Pick out every line below that contains the string "window" and copy each one. The match is case-sensitive.

===

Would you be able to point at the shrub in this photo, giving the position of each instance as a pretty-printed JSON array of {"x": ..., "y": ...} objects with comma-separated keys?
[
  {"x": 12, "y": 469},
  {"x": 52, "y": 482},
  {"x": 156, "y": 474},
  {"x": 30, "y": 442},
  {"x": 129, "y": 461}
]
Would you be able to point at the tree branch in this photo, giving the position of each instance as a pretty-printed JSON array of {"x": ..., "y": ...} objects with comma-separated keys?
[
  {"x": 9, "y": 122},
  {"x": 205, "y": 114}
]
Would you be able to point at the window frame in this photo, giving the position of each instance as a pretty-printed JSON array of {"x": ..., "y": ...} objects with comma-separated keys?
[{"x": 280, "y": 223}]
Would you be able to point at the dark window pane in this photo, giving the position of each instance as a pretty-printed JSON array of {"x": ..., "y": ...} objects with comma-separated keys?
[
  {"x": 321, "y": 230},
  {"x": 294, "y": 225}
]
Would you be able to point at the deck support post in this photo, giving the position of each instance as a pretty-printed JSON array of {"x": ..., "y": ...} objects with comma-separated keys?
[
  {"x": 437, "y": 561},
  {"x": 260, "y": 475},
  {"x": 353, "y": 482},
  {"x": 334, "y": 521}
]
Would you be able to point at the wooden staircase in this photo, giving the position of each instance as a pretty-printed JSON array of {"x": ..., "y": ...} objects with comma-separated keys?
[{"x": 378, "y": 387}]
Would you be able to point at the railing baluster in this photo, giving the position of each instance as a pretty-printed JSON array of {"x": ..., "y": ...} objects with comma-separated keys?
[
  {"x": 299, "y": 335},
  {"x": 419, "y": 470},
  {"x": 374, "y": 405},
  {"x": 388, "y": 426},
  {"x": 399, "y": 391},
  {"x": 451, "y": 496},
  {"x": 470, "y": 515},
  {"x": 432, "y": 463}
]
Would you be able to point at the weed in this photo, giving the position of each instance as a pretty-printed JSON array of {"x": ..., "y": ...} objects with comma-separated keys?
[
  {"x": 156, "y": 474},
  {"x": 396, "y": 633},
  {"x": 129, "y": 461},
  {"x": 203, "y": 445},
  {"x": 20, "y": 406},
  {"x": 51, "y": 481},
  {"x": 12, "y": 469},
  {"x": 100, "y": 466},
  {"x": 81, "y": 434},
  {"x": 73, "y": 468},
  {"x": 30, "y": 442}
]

===

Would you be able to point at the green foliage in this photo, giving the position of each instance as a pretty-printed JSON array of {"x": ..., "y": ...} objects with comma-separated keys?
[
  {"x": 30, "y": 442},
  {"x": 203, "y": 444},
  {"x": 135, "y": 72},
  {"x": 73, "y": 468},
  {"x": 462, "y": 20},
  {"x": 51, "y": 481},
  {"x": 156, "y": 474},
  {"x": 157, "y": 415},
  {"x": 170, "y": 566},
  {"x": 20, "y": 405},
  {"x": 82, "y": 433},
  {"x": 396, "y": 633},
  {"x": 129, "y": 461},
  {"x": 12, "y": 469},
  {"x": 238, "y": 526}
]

===

* **Answer to the problem**:
Would you be able to point at the window frame in this photo, giving the position of each instance as a pretty-printed JSON array of {"x": ..., "y": ...} objects with comma-separated keys?
Would you be able to point at the dark window pane in this photo, giving the position of each instance as a pretty-printed JSON array of {"x": ..., "y": ...} objects with comma-separated keys?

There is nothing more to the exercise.